::: MATERIAL PROVIDED :::

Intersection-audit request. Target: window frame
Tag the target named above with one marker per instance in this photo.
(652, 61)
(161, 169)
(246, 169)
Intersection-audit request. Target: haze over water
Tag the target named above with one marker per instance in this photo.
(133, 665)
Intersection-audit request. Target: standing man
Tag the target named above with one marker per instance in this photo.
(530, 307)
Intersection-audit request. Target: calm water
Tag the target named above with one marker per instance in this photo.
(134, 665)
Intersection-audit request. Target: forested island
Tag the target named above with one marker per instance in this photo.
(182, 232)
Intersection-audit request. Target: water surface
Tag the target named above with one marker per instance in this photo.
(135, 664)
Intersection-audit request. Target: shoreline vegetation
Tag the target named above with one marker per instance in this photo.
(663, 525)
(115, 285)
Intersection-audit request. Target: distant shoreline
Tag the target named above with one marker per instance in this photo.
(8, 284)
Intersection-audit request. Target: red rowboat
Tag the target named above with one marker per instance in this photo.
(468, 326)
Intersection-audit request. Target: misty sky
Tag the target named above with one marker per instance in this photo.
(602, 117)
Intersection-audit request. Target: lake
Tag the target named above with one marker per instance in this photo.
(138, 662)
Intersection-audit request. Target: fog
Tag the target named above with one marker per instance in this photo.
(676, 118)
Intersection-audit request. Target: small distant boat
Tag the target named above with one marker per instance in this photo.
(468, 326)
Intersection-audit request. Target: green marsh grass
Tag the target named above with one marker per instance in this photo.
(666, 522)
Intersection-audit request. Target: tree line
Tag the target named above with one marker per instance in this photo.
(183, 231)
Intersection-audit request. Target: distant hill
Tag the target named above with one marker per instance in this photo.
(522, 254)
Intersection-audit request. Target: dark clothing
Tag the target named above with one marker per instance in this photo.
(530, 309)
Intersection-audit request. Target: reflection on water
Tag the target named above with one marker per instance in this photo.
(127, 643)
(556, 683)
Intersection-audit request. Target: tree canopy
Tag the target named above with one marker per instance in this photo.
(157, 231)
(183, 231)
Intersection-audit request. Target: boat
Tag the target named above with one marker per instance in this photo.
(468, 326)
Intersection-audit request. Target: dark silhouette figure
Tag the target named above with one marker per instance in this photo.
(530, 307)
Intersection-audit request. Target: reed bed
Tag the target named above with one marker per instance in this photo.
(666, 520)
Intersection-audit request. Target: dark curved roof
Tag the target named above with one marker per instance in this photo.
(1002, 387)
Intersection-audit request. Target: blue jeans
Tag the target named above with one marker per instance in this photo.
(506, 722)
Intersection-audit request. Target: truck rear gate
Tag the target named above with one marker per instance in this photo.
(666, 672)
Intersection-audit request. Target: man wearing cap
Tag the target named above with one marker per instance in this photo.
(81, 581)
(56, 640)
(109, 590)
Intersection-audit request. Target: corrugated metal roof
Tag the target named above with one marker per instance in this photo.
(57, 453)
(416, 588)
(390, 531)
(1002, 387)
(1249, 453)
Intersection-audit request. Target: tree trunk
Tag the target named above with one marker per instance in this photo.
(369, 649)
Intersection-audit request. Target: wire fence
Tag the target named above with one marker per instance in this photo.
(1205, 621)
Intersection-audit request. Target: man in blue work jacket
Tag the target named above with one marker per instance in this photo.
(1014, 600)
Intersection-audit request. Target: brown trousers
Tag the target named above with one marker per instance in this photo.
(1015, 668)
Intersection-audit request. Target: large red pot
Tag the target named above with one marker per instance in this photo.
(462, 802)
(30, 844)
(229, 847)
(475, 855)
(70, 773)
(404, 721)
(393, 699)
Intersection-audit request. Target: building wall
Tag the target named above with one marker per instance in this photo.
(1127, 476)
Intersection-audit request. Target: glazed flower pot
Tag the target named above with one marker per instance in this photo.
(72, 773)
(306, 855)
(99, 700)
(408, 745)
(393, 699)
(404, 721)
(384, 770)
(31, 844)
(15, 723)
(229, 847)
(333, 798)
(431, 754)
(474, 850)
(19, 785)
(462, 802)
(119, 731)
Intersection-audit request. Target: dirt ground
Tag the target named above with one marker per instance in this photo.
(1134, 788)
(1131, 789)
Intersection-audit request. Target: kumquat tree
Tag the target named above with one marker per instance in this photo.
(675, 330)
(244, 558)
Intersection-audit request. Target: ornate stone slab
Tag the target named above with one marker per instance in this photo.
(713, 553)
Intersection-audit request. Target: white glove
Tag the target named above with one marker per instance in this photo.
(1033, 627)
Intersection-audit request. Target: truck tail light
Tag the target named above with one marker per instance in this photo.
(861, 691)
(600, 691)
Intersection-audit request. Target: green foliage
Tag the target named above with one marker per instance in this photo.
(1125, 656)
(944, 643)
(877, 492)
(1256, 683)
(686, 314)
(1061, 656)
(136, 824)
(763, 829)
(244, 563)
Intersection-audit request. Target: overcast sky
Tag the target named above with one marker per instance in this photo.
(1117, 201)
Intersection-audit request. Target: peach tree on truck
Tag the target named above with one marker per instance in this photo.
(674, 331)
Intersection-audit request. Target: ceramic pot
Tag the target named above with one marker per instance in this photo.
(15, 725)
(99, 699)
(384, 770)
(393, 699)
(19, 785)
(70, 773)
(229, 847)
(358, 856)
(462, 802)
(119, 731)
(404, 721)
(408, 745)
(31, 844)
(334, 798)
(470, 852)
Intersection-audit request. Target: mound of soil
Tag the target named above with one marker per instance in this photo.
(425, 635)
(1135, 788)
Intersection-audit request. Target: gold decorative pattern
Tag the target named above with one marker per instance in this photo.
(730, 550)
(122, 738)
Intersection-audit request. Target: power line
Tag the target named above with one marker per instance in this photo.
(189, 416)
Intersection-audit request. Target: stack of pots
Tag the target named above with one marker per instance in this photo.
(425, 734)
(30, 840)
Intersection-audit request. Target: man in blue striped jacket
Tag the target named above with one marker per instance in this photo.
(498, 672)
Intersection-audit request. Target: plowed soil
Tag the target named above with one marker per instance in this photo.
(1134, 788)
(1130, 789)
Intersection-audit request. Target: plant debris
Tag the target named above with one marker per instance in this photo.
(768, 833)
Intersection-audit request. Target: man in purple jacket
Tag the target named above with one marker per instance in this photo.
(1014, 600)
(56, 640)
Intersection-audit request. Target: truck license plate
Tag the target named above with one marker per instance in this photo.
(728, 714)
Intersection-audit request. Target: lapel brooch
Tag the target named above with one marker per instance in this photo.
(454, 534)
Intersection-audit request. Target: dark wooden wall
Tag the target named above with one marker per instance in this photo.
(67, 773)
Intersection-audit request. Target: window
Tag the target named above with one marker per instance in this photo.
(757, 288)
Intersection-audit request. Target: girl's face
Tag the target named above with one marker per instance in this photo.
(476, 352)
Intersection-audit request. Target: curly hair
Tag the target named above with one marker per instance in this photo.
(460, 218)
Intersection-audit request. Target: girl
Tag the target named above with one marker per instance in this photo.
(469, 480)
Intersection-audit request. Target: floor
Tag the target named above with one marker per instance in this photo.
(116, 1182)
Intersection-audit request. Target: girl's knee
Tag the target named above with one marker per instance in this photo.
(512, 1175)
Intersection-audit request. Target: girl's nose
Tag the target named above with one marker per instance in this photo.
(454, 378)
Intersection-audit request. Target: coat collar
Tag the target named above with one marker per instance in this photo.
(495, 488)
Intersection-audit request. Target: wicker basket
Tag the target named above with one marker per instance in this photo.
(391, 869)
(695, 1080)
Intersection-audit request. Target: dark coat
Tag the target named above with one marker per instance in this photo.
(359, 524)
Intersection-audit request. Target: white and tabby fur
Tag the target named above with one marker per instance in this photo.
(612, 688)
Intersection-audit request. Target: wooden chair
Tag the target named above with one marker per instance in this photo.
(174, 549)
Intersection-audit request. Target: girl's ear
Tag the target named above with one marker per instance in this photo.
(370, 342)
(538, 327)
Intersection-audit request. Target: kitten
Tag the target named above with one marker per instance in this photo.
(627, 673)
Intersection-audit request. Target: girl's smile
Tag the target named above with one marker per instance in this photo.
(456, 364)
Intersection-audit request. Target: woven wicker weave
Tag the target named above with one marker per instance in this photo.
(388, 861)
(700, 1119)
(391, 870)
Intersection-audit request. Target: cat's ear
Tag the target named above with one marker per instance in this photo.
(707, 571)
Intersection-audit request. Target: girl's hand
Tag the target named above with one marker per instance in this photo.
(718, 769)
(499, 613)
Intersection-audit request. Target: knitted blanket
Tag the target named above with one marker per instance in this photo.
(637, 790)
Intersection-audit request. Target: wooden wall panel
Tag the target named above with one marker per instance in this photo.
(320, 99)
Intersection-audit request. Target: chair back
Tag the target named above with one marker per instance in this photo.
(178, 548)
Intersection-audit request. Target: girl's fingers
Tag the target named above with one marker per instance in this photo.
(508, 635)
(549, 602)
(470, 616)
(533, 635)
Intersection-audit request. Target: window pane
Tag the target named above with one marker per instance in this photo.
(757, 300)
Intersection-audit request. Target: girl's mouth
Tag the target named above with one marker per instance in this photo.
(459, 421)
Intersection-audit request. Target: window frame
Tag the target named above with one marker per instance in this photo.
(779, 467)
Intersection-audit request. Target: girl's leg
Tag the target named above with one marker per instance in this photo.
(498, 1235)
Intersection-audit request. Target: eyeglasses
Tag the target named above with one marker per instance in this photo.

:::

_WHAT THE TASK REQUIRES:_
Put the entries into a numbered list, leaving out blank lines, from the line with "Intersection-audit request. Target: brown" up to and including the line with "(1015, 668)".

_SOLUTION TO THE PROBLEM:_
1. Intersection-audit request. Target: brown trousers
2. Tag the target named above with one marker per instance in this photo.
3. (1015, 668)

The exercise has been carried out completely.